**TEXTE À LIRE:**

________________________________________

Trop de “surcharge non verbale” : d’après des chercheurs de l’université Stanford, les vidéoconférences à répétition augmentent le stress du télétravailleur, qui supporte mal de voir autant de visages en gros plan… À commencer par le sien.
Des chercheurs de l’université Stanford, dans la Silicon Valley, ont confirmé ce que des millions de télétravailleurs savaient déjà : la “fatigue Zoom” provoque un stress plus important que les réunions dans la vie réelle en raison de la “surcharge non verbale” des appels vidéo sans fin.
Selon une étude menée par Jeremy Bailenson, professeur de communication et directeur fondateur du Virtual Human Interaction Lab de Stanford [laboratoire de l’interaction humaine virtuelle], “la fréquence trop élevée de regards droit dans les yeux en gros plan” et “une tendance accrue à s’autoévaluer en regardant la vignette de sa propre vidéo” font partie des causes de ce sentiment de fatigue lié aux réunions sur [la plateforme de vidéoconférence] Zoom. Jeremy Bailenson écrit :
Les utilisateurs de Zoom contemplent des reflets d’eux-mêmes à une fréquence et pendant une durée jamais observées auparavant dans l’histoire des médias, et sans doute dans l’histoire des êtres humains.”

________________________________________

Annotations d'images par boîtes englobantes
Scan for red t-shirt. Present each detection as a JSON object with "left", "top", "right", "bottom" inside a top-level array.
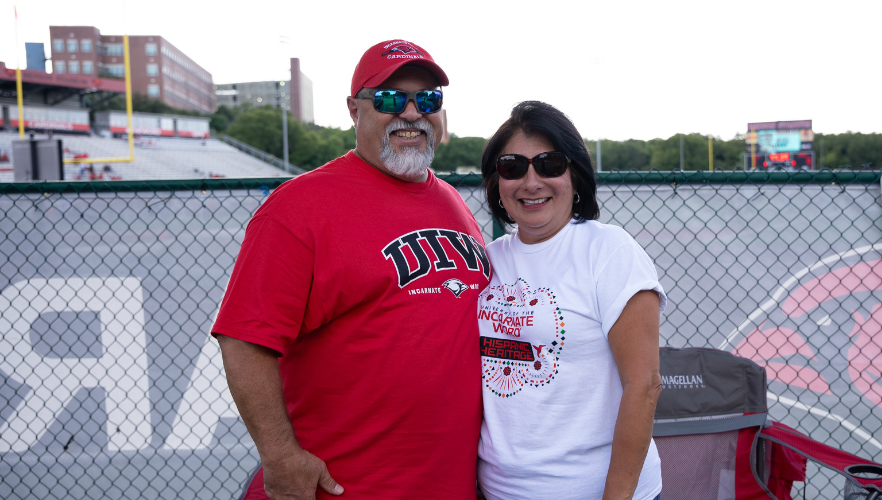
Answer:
[{"left": 212, "top": 151, "right": 490, "bottom": 500}]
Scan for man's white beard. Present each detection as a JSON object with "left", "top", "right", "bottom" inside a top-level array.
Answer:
[{"left": 380, "top": 119, "right": 435, "bottom": 178}]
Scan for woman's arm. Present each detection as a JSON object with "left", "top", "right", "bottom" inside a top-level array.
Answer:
[{"left": 603, "top": 290, "right": 661, "bottom": 500}]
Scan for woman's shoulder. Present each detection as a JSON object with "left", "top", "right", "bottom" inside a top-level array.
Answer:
[
  {"left": 487, "top": 232, "right": 515, "bottom": 253},
  {"left": 573, "top": 220, "right": 636, "bottom": 250}
]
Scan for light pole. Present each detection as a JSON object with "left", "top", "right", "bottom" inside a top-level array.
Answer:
[
  {"left": 279, "top": 35, "right": 291, "bottom": 172},
  {"left": 680, "top": 134, "right": 686, "bottom": 172},
  {"left": 707, "top": 134, "right": 714, "bottom": 172}
]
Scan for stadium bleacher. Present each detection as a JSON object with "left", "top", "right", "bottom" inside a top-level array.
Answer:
[{"left": 0, "top": 132, "right": 288, "bottom": 182}]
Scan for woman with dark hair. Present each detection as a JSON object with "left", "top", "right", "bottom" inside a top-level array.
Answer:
[{"left": 478, "top": 101, "right": 666, "bottom": 500}]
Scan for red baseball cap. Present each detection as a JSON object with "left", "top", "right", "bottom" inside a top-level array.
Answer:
[{"left": 349, "top": 39, "right": 450, "bottom": 97}]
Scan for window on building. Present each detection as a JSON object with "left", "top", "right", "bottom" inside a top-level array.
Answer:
[
  {"left": 104, "top": 64, "right": 126, "bottom": 78},
  {"left": 104, "top": 43, "right": 125, "bottom": 56}
]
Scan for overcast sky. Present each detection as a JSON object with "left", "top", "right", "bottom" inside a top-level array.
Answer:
[{"left": 0, "top": 0, "right": 882, "bottom": 140}]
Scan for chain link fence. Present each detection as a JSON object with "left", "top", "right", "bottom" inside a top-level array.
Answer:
[{"left": 0, "top": 172, "right": 882, "bottom": 499}]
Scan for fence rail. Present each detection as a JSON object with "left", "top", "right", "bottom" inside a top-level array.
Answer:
[
  {"left": 217, "top": 134, "right": 306, "bottom": 175},
  {"left": 0, "top": 171, "right": 882, "bottom": 499}
]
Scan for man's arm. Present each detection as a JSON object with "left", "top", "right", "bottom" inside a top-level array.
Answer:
[
  {"left": 217, "top": 335, "right": 343, "bottom": 500},
  {"left": 603, "top": 290, "right": 662, "bottom": 500}
]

________________________________________

**CONSIGNE:** Rédigez la suite du texte sur la fatigue des vidéoconférences à partir de sa dernière phrase, s'il vous plaît. Les items n'interviennent pas dans cet exercice.

**CORRIGÉ:**
Certains de ces problèmes pourraient être résolus par des “modifications mineures” de l’interface utilisateur de Zoom, suggère-t-il, comme masquer automatiquement la fenêtre “selfie” qui renvoie son image à l’internaute quelques secondes après le début d’un appel. Il conseille également aux utilisateurs d’apporter eux-mêmes quelques modifications toutes simples, en diminuant notamment la taille de la fenêtre vidéo afin que les autres visages ne semblent pas si proches.
Et il faudrait surtout que davantage de réunions soient menées par téléphone plutôt qu’en vidéoconférence, ajoute-t-il.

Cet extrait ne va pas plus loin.